• Exercise:
Count the lines below that contain the string "upholstered", treating uppercase and lowercase as distinct, and give only the number.

[Records from a point labeling set]
+--

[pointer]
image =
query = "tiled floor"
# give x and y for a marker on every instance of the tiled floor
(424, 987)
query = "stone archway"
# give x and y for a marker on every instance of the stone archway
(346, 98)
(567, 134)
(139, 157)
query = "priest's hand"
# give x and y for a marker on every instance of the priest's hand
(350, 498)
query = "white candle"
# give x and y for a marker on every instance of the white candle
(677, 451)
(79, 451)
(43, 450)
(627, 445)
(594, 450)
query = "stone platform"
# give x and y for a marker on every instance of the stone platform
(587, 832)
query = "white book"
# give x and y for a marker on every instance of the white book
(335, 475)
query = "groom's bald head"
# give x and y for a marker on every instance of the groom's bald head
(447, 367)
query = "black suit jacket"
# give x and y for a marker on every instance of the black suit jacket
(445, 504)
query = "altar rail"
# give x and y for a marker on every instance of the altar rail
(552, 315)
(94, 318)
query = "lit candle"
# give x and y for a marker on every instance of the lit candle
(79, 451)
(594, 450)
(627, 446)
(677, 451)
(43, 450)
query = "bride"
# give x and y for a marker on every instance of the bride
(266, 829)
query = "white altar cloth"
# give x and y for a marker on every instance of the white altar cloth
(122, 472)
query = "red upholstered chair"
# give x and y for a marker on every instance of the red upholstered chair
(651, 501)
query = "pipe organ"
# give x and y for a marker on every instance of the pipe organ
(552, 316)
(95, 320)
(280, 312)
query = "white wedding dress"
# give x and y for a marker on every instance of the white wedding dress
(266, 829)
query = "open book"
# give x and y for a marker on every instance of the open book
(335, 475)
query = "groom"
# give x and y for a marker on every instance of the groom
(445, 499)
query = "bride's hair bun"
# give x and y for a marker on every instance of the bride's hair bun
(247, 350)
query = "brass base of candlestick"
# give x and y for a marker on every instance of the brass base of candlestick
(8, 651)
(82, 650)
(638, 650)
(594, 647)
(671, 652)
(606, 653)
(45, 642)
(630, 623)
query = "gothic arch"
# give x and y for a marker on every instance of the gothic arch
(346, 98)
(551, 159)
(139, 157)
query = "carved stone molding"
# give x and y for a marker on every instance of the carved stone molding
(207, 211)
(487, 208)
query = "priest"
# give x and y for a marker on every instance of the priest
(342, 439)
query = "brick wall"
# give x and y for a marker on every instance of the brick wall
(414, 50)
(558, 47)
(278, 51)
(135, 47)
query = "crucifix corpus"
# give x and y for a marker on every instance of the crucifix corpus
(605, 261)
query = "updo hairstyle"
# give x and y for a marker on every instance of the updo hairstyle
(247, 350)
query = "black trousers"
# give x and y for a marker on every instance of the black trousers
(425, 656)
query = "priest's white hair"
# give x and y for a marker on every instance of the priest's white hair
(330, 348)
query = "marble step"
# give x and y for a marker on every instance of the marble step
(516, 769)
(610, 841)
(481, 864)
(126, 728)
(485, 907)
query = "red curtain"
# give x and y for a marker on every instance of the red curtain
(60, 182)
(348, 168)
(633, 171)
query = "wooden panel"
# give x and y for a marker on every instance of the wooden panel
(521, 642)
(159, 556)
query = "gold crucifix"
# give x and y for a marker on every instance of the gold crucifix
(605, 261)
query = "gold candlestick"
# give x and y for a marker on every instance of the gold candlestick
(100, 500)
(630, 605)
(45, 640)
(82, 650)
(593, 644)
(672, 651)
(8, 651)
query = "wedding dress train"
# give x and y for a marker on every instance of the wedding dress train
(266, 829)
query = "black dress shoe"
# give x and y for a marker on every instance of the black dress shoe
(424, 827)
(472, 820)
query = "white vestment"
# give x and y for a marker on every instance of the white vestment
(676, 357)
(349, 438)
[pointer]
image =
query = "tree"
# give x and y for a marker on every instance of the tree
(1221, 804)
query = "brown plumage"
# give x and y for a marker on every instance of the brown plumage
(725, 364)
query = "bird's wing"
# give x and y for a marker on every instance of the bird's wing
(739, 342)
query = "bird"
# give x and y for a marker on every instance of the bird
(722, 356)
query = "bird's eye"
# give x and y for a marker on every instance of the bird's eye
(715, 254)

+--

• Reply to the task:
2